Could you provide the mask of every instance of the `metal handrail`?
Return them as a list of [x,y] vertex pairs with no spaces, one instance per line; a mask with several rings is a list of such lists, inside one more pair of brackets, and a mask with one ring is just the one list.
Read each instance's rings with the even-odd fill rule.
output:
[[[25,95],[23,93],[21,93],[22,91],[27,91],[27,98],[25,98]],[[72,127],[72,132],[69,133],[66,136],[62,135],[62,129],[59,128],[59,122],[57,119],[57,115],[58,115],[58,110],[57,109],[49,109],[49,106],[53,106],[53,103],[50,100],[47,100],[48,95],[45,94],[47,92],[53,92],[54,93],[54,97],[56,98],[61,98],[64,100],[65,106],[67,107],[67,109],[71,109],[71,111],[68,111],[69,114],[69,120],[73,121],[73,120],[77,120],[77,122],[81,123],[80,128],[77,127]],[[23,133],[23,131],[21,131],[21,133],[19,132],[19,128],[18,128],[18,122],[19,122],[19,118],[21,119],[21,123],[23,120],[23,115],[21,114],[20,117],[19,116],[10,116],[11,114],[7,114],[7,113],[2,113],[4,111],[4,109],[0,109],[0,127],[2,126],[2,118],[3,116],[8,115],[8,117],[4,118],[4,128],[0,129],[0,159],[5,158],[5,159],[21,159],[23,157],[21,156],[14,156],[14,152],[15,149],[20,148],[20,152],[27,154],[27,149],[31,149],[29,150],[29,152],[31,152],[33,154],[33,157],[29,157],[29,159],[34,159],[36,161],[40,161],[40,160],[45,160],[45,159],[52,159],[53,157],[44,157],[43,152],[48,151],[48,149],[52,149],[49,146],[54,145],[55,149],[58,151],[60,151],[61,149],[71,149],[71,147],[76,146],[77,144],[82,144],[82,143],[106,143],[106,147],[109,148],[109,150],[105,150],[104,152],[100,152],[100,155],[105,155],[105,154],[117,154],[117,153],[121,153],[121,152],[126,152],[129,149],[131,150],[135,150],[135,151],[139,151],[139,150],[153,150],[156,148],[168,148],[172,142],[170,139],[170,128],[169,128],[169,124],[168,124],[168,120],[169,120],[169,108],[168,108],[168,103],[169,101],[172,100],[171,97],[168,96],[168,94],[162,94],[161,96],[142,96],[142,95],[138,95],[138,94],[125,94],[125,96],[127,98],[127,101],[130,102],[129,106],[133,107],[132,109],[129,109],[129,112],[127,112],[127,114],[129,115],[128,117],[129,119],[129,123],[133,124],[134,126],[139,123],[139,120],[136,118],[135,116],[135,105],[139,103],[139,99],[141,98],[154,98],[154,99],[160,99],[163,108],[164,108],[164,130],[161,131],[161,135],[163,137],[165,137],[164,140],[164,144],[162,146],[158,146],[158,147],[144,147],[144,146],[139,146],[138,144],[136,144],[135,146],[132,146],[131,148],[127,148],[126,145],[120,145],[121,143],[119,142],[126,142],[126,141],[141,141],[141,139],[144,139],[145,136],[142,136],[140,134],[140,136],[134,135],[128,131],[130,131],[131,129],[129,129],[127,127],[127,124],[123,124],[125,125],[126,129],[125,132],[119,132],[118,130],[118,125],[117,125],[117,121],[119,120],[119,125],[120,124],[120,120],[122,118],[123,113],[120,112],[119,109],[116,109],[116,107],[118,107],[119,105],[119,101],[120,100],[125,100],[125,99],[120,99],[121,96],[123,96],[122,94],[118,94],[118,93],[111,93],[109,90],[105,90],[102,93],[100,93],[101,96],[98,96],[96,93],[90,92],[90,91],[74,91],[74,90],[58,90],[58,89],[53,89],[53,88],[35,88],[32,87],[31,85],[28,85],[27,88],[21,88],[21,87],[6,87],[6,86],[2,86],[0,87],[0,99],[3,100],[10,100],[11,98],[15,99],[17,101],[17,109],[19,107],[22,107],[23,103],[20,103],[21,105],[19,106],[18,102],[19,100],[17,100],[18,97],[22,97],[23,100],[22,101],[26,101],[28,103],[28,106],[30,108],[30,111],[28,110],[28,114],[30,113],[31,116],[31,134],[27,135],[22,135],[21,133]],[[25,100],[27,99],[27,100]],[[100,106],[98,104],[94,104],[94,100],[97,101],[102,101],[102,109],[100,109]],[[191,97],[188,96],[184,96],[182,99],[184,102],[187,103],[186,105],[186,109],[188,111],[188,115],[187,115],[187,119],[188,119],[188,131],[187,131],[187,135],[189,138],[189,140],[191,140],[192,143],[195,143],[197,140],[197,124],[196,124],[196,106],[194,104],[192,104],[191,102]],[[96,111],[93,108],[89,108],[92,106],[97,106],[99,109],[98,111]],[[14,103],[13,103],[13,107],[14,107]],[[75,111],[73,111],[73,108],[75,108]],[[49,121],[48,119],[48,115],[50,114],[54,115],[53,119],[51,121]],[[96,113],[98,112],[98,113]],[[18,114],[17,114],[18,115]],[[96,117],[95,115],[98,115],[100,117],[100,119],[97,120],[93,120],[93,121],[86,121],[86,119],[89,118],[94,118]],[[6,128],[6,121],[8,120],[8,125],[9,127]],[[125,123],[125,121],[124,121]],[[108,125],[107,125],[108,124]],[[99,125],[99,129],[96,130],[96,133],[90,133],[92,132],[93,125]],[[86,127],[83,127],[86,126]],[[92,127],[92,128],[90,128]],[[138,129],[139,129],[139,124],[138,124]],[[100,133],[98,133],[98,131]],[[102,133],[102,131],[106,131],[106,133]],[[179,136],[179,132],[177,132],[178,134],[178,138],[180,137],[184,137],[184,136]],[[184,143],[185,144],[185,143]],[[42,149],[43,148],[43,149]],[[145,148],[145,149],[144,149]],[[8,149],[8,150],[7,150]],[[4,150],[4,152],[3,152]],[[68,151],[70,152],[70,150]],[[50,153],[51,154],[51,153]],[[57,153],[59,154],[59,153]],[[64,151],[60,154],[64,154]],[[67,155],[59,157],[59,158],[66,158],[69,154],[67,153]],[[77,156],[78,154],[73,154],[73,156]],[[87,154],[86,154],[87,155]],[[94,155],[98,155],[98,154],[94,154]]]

-- PROBLEM TO SOLVE --
Word for word, restate the lines above from the line containing "Return them as" through the line containing "Read each instance's", with both included and nothing else.

-- WRITTEN ANSWER --
Return them as a list of [x,y] vertex pairs with no spaces, one instance per line; a mask with several rings is a list of such lists, inside one more pair of brackets, and a mask with one ring is just the one list.
Read each instance's rings with the even-odd fill rule.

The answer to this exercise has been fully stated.